═════ Исходный текст

Многовекторная дипломатия, принцип которой на протяжении длительного времени провозглашали все государства СНГ, – не универсальное лекарство. В системе международных отношений начинается новая фаза «поляризации», когда прежние нормы еще быстрее утрачивают актуальность, а выработка новых правил игры тормозится разностью подходов и потенциалов больших игроков и региональных лидеров.
Все без исключения участники югоосетинского конфликта расплачиваются за прежние грехи. С максимальной отчетливостью проявились сомнительные итоги «цивилизованного развода» начала 1990-х, который оставил громадный комплекс нерешенных проблем, связанных с так называемыми непризнанными государствами. Увы, многолетняя инертность и половинчатость российской дипломатии на Южном Кавказе – это тоже одна из причин, по которой спустя 17 лет после распада Советского Союза данный регион остается зоной нестабильности.
Так сложилось, что с XIX века именно Россия выступала «модератором» в отношениях между закавказскими народами. И хотя эту политику далеко не всегда можно было признать равновесной, опыт кратковременных «разрывов» в системе российского влияния на Кавказе показывал, что наиболее вероятной альтернативой уходу России из региона является война всех против всех. Череда кавказских конфликтов конца 1980-х – начала 1990-х годов – лучшее тому доказательство. Интригующий вопрос бакинских и тбилисских политологов, может ли при гипотетическом отсутствии России иная сила, к примеру, НАТО, Европейский союз или США, взять Кавказ в свои руки столь жестко, чтобы заблокировать деструктивные тренды, остается открытым.

══════════
═════ Предоставленные данные

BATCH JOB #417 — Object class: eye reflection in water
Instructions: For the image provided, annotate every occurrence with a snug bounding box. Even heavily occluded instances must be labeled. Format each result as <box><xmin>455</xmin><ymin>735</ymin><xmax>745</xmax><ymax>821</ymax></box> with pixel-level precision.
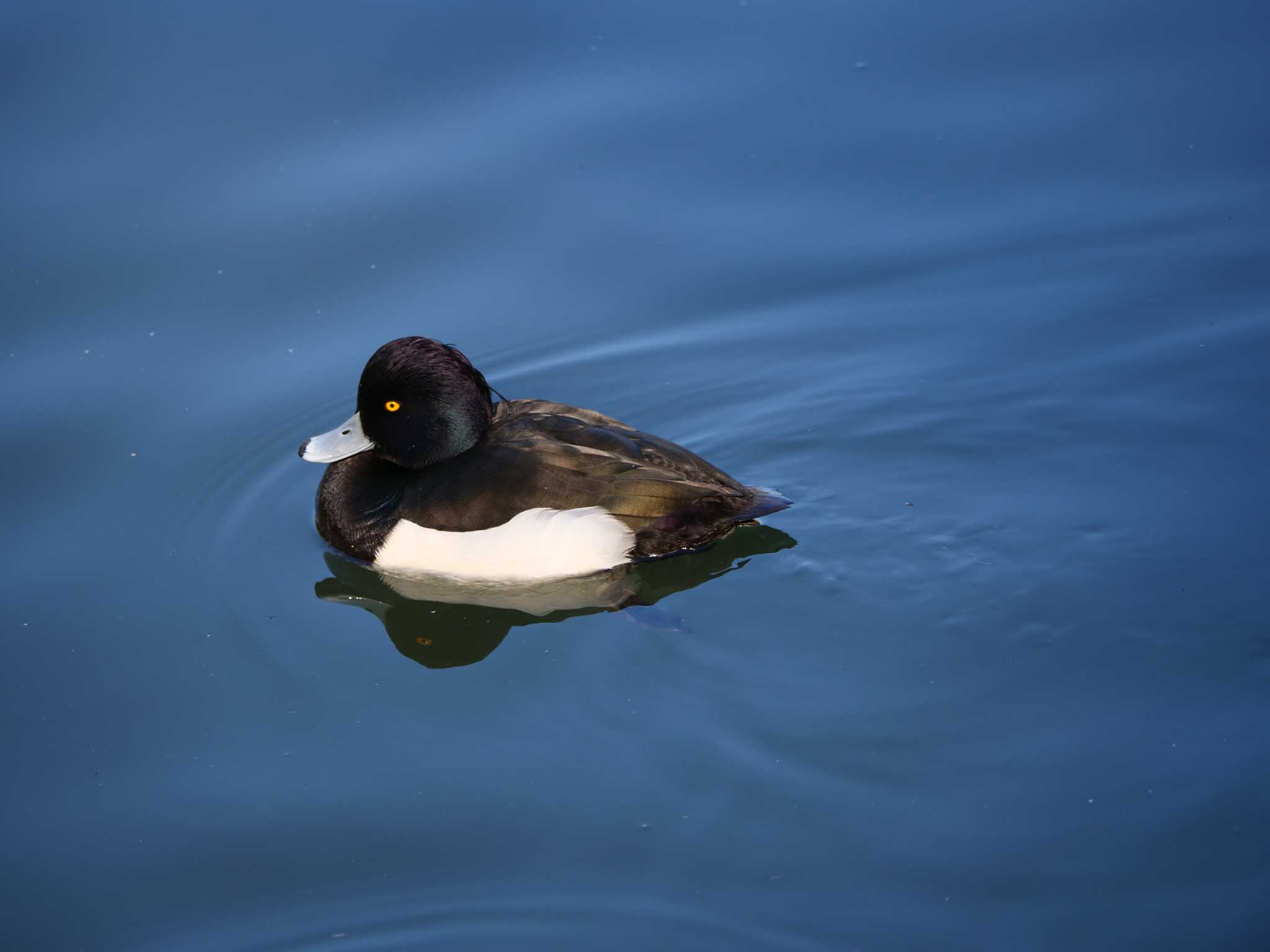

══════════

*Задание 1:* Выпишите все слова и выражения, которые в исходном тексте заключены в кавычки-ёлочки.
*Задание 2:* Перепечатайте фрагмент исходного текста, который открывается словами «Многовекторная дипломатия, принцип» и завершается словами «и региональных лидеров.».
*Задание 3:*
Определите, соответствуют ли исходному тексту утверждения (a), (b) и (c). Для каждого ответьте «да» или «нет» и дословно приведите решающие слова текста.
(a) Россия выступала «модератором» в отношениях между закавказскими народами начиная с XIX века.
(b) Многовекторная дипломатия представлена как универсальное лекарство.
(c) Вопрос о том, может ли другая сила взять Кавказ в свои руки, назван решённым.
Данные взяты из другого источника.

*Правильный ответ 1:* «поляризации», «цивилизованного развода», «модератором», «разрывов»

*Правильный ответ 2:*
Многовекторная дипломатия, принцип которой на протяжении длительного времени провозглашали все государства СНГ, – не универсальное лекарство. В системе международных отношений начинается новая фаза «поляризации», когда прежние нормы еще быстрее утрачивают актуальность, а выработка новых правил игры тормозится разностью подходов и потенциалов больших игроков и региональных лидеров.

*Правильный ответ 3:*
(a) Да: «с XIX века именно Россия выступала «модератором» в отношениях между закавказскими народами».
(b) Нет: «не универсальное лекарство».
(c) Нет: «остается открытым».